───── Extracted information ─────
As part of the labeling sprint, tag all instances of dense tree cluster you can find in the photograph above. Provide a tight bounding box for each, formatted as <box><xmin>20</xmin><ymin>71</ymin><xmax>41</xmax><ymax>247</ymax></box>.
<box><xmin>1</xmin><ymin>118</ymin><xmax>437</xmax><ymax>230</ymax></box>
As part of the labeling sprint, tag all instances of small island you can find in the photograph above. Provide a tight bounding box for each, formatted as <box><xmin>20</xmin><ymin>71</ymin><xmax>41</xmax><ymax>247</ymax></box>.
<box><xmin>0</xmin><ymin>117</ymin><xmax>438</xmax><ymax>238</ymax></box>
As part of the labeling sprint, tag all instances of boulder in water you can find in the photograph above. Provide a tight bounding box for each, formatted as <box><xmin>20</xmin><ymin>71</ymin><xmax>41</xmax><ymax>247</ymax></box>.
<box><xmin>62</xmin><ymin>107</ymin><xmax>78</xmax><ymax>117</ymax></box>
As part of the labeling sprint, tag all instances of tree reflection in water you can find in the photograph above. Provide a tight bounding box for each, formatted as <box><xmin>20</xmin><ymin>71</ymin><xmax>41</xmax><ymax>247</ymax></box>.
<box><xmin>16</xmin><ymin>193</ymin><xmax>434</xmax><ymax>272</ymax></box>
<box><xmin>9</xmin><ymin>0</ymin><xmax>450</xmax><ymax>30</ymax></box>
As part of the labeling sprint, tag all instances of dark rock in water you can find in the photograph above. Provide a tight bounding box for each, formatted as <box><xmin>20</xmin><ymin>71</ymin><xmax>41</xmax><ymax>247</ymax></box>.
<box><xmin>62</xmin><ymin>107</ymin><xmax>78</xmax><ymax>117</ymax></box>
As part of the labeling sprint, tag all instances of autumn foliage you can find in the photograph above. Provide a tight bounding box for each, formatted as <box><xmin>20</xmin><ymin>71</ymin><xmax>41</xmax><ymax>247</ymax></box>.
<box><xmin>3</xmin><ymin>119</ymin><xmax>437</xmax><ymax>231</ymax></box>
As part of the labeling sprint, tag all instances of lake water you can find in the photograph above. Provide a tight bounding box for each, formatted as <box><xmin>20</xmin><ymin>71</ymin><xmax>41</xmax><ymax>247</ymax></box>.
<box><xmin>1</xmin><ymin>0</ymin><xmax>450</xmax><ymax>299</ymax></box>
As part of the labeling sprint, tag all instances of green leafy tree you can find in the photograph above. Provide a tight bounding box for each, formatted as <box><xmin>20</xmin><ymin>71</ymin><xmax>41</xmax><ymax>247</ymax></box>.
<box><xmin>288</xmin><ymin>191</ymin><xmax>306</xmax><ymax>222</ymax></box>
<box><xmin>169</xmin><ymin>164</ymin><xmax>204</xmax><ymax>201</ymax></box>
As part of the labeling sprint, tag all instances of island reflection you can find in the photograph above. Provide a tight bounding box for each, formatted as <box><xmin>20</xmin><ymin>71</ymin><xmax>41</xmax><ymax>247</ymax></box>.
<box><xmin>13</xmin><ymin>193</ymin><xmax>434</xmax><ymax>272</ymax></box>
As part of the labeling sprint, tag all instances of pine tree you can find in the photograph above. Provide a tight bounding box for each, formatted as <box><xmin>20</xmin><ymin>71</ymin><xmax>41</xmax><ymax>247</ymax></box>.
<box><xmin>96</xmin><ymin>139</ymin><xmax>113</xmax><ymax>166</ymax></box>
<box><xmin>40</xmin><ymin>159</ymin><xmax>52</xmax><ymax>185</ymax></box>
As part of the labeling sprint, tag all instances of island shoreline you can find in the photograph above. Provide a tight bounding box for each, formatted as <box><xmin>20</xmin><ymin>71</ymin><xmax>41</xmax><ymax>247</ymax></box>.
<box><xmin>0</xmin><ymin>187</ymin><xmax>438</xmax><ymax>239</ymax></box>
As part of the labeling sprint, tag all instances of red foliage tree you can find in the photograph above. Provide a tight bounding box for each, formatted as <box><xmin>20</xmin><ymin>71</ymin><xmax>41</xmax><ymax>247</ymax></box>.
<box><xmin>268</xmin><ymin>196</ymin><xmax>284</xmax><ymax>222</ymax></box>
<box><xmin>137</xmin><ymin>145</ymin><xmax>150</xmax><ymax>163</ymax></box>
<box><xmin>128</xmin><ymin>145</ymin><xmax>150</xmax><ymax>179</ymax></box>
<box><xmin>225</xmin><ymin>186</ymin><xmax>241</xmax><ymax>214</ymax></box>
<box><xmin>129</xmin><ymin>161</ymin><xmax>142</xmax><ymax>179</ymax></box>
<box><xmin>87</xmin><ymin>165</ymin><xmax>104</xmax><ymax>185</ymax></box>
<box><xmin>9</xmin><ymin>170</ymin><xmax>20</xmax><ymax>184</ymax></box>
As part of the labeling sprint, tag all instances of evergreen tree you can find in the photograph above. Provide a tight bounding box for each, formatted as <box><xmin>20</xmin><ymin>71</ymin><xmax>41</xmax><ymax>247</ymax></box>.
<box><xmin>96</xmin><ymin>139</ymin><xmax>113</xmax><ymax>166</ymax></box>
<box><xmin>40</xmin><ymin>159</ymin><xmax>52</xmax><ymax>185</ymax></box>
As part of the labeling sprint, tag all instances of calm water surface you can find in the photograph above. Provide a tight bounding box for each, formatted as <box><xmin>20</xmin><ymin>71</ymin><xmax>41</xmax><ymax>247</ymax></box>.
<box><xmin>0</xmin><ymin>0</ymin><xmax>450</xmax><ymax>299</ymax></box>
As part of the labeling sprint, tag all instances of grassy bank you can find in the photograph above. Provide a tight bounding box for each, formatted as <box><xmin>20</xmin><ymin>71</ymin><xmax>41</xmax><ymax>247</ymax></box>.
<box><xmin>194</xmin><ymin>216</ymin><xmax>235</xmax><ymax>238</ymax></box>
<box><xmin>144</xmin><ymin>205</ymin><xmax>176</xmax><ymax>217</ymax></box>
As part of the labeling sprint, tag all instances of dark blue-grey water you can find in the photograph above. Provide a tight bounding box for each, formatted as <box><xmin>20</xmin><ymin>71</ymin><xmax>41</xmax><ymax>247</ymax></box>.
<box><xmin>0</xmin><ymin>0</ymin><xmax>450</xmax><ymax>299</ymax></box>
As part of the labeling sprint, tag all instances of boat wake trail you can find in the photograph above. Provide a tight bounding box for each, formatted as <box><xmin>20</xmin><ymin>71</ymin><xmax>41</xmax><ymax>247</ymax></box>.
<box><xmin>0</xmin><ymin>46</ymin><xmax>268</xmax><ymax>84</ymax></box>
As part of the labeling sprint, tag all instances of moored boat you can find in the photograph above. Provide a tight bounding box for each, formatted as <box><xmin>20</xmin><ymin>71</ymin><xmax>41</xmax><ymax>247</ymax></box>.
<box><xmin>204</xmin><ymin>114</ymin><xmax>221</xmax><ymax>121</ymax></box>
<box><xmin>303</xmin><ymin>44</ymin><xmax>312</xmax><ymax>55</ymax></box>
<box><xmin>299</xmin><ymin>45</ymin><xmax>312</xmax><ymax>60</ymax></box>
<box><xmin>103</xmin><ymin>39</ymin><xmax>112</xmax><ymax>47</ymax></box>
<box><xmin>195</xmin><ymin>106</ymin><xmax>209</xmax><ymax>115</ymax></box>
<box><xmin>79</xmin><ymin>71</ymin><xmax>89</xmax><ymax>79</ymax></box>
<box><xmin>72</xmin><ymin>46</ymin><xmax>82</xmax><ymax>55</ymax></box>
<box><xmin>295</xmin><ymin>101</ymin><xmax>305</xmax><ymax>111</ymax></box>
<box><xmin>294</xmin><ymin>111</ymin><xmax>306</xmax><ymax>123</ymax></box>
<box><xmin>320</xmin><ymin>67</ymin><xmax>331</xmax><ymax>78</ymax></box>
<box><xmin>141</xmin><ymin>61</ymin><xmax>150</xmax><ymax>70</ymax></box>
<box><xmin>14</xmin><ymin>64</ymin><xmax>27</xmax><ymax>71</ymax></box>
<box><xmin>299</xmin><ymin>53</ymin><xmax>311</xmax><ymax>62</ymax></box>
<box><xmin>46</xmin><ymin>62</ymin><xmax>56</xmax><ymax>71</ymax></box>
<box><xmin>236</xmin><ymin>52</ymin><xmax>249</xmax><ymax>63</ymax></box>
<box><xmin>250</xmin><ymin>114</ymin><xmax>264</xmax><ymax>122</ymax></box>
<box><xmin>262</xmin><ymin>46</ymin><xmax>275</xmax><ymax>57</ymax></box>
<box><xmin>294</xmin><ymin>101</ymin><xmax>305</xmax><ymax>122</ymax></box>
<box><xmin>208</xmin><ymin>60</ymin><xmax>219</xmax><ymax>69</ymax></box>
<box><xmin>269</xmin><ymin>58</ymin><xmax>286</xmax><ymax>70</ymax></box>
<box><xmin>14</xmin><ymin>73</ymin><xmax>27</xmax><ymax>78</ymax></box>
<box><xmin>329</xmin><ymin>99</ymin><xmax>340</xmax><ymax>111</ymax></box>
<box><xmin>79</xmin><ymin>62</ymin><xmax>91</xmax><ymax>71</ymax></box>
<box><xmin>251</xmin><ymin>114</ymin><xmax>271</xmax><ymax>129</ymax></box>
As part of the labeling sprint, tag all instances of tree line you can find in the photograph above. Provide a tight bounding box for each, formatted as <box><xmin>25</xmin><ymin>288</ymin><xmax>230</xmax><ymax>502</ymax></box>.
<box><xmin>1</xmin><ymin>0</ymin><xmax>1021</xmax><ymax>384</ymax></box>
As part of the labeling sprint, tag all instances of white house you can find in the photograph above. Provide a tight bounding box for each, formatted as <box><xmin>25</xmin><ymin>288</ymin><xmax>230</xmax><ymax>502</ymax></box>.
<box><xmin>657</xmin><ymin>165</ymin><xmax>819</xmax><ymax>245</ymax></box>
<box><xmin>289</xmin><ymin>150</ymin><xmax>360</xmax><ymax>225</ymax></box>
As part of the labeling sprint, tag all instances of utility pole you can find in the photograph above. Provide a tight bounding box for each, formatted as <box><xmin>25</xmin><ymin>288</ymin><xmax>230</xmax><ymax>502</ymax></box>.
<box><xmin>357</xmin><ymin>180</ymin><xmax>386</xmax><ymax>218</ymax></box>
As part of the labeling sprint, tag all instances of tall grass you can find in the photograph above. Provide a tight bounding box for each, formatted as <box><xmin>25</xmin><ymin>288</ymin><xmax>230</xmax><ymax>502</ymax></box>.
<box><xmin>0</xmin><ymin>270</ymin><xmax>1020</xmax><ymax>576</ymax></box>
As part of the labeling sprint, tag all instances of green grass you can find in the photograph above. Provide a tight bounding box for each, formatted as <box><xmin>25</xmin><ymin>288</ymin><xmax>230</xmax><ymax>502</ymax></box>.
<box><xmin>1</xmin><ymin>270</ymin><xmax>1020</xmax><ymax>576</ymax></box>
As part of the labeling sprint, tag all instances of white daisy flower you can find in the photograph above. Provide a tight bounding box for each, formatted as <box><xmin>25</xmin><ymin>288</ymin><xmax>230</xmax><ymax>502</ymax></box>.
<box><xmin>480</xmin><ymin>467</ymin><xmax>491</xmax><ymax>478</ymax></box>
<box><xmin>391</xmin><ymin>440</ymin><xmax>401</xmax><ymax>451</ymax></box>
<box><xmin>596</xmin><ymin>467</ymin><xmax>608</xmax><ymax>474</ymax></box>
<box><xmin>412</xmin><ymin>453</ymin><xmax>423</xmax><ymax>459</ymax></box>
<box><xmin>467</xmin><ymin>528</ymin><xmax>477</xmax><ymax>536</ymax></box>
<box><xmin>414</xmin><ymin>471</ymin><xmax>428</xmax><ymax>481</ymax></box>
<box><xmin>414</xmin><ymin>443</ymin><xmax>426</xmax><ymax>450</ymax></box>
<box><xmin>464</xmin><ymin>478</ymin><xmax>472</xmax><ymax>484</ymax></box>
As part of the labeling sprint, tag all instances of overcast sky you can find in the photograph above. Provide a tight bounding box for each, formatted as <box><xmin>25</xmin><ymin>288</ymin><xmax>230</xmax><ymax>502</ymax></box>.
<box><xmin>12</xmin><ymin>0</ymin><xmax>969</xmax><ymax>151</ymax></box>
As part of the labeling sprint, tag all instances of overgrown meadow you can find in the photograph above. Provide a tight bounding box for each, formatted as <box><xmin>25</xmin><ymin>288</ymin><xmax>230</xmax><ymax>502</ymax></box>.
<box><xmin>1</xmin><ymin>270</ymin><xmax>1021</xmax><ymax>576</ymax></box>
─────
Return exactly the lines of the listing that run from the one containing "As part of the labeling sprint, tag all instances of overcast" through the last, and no others.

As part of the labeling sprint, tag all instances of overcast sky you can find in the photograph above. Provide a tight bounding box for each, formatted as <box><xmin>25</xmin><ymin>288</ymin><xmax>230</xmax><ymax>502</ymax></box>.
<box><xmin>12</xmin><ymin>0</ymin><xmax>969</xmax><ymax>151</ymax></box>
As part of the labeling sprint, tag all instances of overgrown meadow you can find in the photograph above. Provide a tight bounding box for each, formatted as <box><xmin>25</xmin><ymin>288</ymin><xmax>230</xmax><ymax>502</ymax></box>.
<box><xmin>1</xmin><ymin>270</ymin><xmax>1021</xmax><ymax>576</ymax></box>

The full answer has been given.